● **Brano da leggere**
────────

“È morto e non certo de freddo, ma guardate voi commissa’. È tutto vostro”.
Nessun dubbio, quell’omicidio è un suicidio, l’ha scritto pure il giornale, quattro righe in cronaca, poi niente più. Sopra un “montarozzetto de neve”, il corpo si presentava decisamente in “figura di cadavere de morto”, ma l’hanno dimenticato tutti in fretta. Non Mario Quattrucci, però, che gli ha dedicato un romanzo, Quel delitto del ‘56, pubblicato da Oltre edizioni nel 2020 (134 pagine).
Era imbiancata Roma, il 19 febbraio del 1956. La capitale era sotto la neve da più di una settimana. Temperature polari, notte e giorno. Un evento infrequente per l’Urbe Eterna. C’era un cadavere - e questo è un evento più frequente in una grande città - nel quartiere Appio, sotto il ponte di un’antica via consolare che scavalca la ferrovia. Un tranviere, passando “per sbajo”, aveva notato “quarcosa de nero”, che affiorava da un cumulo bianco. Un cappotto, una manica, poi una mano, alla fine una faccia. Morto era morto. Come, era un’altra faccenda. Non si capiva. Ma non era stato ucciso nel luogo in cui era stato trovato.
In queste poche battute si fa strada il giallo, ch’è pure politico e che Quattrucci ha reso mirabilmente nel suo lavoro, proposto da Diego Zandel nella collana Letture dal mondo, che cura insieme alle altre della casa editrice di Sestri Levante. Non tra i polizieschi, quindi, perché l’episodio non è un semplice crimine, entra tra i misteri italiani, come altri, tra mafia, strategia della tensione, terrorismo. Un fattaccio di quelli che capitano nella città dei “pasticciacci brutti”, un fatterello però, una macchia minuscola sulla tela del tempo.

────────

● **Materiale fornito**

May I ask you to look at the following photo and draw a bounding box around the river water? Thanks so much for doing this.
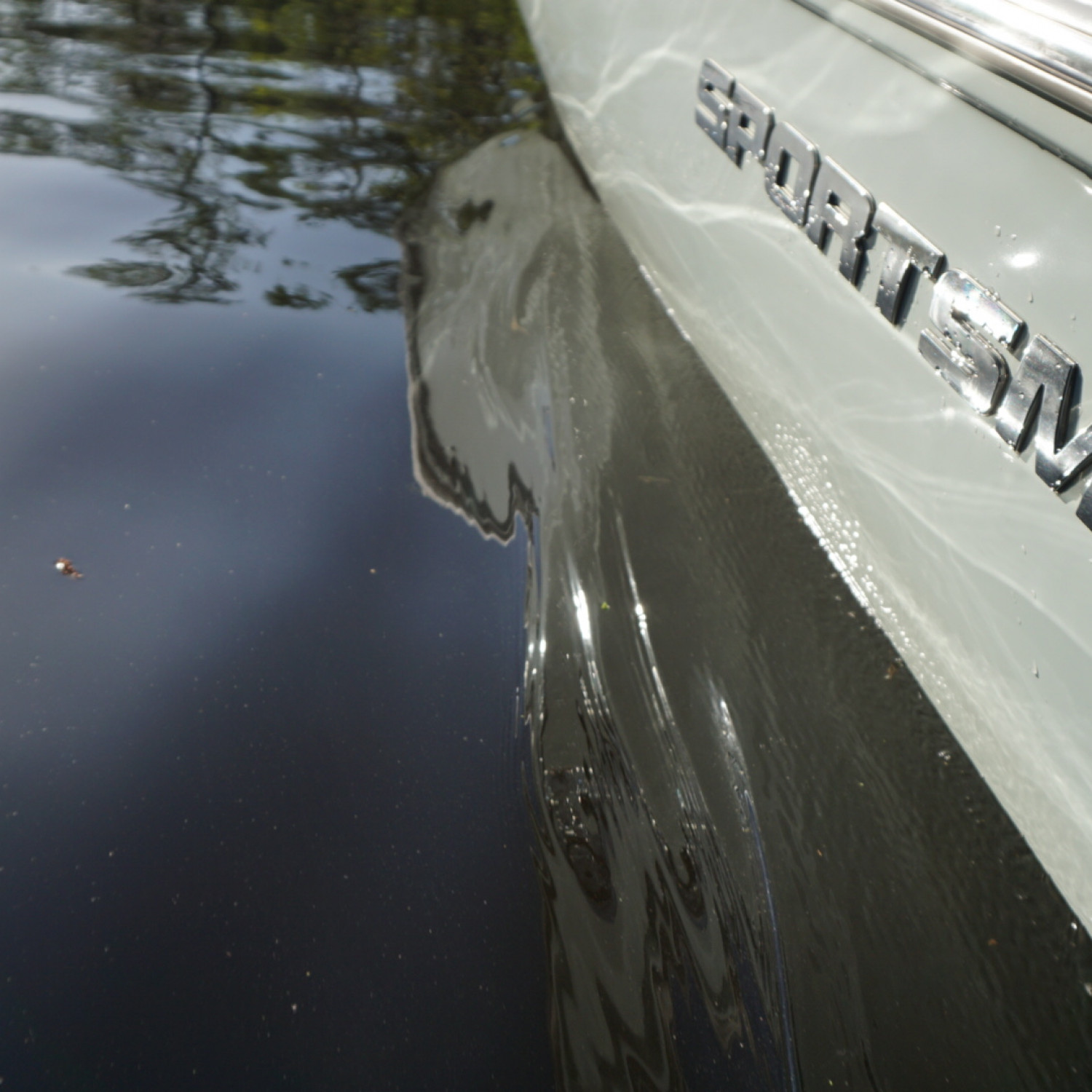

────────

● **Esercizio assegnato**
Rispondi a queste domande sul brano e contrassegna le risposte con le stesse lettere.
(a) Con quale casa editrice e in che anno è stato pubblicato il romanzo di Mario Quattrucci?
(b) Chi aveva notato per primo qualcosa di nero che affiorava dal cumulo di neve?
(c) In quale collana è stato proposto il lavoro, e da chi?
I dati non hanno alcun legame con il brano.

● **Esercizio svolto**
(a) Con Oltre edizioni, nel 2020.
(b) Un tranviere che passava di lì per caso.
(c) Nella collana Letture dal mondo, da Diego Zandel.